_Exercise tasks_
a. According to the profile of Ash Wilking, what undergraduate degree did she pursue at LSU?
b. Rewrite the Ash Wilking profile between "Wilking recently released" and "a four-year college.", inclusive, with "softball" changed to "basketball".
c. Write the next few paragraphs of the Ash Wilking profile, picking up after its final sentence.

(Study text Opens)

LSU alum and NYC fitness guru Ash Wilking has all the right moves
One year ago, when COVID-19 closed all gyms in New York City, Ash Wilking had two options. The high-energy group fitness trainer and athlete could sit on her ash or get her ash moving.
The answer was easy for Wilking, 32, who refused to allow a global pandemic to slow her down. The Louisiana native and LSU alumna chose to build her personal brand called “Ash Fit” to fulfill the needs of her growing roster of fitness clients who wanted to work out at home. She incorporated her business, created a digital platform and launched her specialized on-demand and live workout sessions for beginner to advanced athletes online. For $12.99 a month or a $129 annual subscription, viewers can access Wilking’s strength training, bodyweight, resistance, cardio and HIIT workouts without leaving their living rooms.
“The kind of motto that I’ve always stood behind has been ‘We’ll never be invincible but we can be unstoppable,’” Wilking says. Whether it’s fitness, work or home life, she understands that failure will happen at some point. “But knowing that doesn’t really stop us. We just have to learn how to adjust, or pivot, get back up, keep fighting. That’s really where that unstoppable spirt comes in.”
Wilking recently released her new Ash Fit app for iOS and Android devices. The app allows each subscriber to customize his or her own routine and take it wherever and whenever they want. “It’s exciting to say I am a female and I own a business,” Wilking says. “It’s not anything I would have ever expected coming from two parents who worked every minute of every day just to give us every opportunity that we had.”
Growing up in LaPlace, Wilking says she never wore shoes as a child and was constantly outside playing softball, running track, swimming and excelling in martial arts. She attended a very small high school and was the only person in her senior class and the first in her family to attend a four-year college.
The busy, city-like energy of LSU was just what Wilking was looking for. She became an LSU Ambassador and pursued an undergraduate degree in human resource education and workforce development. During a visit to New York City, she fell in love with the city’s bustling liveliness and realized she wanted to live and work there. Nine days after graduating from LSU in 2011, Wilking sold her car, had a garage sale, and bought a one-way ticket to New York.
Once in the Big Apple, Wilking, a second-degree black belt in tae kwan do, was hired at a martial arts studio. She taught students during the evenings while she networked and went to job interviews during the day. Networking led to a job with the onboard team at J. Crew and then Under Armour. But corporate life left her feeling unfulfilled. “I just felt like something was missing,” she says.
A friend asked if she had ever considered becoming a workout instructor. Always running or biking in the city, Wilking even led her friends in workouts on vacations, she says. So Wilking began teaching small group fitness at a dance studio twice a day while working full time at her office job.

(Study text Closes)
(Data under study Opens)

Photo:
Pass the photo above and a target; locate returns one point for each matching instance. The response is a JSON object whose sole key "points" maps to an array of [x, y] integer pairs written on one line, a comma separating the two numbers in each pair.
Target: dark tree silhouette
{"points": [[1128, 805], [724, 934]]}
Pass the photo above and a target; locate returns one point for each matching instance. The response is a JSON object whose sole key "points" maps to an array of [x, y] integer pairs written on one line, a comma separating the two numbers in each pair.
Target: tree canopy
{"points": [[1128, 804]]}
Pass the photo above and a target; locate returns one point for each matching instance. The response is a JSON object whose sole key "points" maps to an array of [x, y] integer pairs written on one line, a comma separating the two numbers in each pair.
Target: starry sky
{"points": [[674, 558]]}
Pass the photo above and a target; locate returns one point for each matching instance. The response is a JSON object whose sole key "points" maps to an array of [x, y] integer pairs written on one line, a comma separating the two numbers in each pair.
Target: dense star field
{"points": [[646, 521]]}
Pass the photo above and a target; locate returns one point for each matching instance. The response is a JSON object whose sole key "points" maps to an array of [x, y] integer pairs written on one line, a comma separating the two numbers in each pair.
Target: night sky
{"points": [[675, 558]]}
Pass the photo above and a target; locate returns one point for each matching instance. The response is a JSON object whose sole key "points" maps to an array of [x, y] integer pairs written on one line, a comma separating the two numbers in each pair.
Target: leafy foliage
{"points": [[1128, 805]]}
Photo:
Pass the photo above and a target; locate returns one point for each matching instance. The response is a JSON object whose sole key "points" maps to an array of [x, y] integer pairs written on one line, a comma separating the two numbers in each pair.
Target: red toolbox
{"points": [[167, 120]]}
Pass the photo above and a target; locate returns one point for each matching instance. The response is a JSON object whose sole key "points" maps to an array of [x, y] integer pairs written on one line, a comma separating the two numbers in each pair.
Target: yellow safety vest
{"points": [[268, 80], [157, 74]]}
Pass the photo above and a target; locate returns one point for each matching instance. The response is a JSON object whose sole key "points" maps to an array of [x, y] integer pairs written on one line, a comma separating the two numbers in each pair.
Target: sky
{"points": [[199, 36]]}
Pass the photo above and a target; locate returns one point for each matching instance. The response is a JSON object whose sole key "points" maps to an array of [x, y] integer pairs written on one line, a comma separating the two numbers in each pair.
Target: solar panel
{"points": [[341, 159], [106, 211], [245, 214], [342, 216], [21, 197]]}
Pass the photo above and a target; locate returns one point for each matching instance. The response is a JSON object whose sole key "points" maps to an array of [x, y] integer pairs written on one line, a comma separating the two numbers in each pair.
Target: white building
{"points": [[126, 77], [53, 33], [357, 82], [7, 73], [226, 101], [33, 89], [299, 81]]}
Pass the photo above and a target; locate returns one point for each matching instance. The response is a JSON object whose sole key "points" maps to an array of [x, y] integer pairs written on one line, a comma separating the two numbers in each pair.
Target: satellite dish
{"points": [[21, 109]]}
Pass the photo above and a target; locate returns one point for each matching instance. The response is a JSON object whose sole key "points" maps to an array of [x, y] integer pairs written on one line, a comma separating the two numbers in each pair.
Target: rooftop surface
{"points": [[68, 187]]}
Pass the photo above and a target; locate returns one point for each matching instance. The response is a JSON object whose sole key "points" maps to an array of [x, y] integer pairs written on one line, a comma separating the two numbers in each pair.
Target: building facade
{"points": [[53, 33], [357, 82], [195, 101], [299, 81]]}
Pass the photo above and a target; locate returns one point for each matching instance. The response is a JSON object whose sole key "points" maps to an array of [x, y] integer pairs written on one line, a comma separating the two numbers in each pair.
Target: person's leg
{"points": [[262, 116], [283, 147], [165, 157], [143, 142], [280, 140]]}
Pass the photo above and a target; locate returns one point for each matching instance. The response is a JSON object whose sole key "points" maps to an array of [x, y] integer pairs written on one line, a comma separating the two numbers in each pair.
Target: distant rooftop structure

(Data under study Closes)

_Answers to the tasks_
a. Human resource education and workforce development.

b.
Wilking recently released her new Ash Fit app for iOS and Android devices. The app allows each subscriber to customize his or her own routine and take it wherever and whenever they want. “It’s exciting to say I am a female and I own a business,” Wilking says. “It’s not anything I would have ever expected coming from two parents who worked every minute of every day just to give us every opportunity that we had.”
Growing up in LaPlace, Wilking says she never wore shoes as a child and was constantly outside playing basketball, running track, swimming and excelling in martial arts. She attended a very small high school and was the only person in her senior class and the first in her family to attend a four-year college.

c.
Wilking then was offered an instructor position at Barry’s Bootcamp, a high-intensity group workout program with as many as 60 students per class. The risk was big, she says. “Do I take a chance on something that I really enjoy but to the rest of the world doesn’t seem like a legitimate career, or do I stay at the safe job that gave me benefits and gave me a sense of structure and an office and a desk?” Wilking says. “I made the decision to do what I loved doing, which was teach group fitness and be in the health and wellness space.”
Only three months after becoming a full-time fitness instructor, Wilking signed as a Nike Master Trainer, which led to hands-on company representation training people for half-marathons and leading community engagement programs for young adults. She soon began teaching large-group fitness classes at Rumble, a new boxing startup. “The opportunity to represent a very male-dominated sport and teach women how to fight, then fusing it with group fitness and health and wellness, was my ideal job,” Wilking says.
Wilking had to pivot once more when the pandemic started and NYC gyms closed. While Wilking still teaches virtually at Rumble, she pushed forward with Ash Fit. “I now kind of have my own small business,” she says. “It’s my own and I’m in the driver’s seat for the first time in this industry, which has been really exciting.”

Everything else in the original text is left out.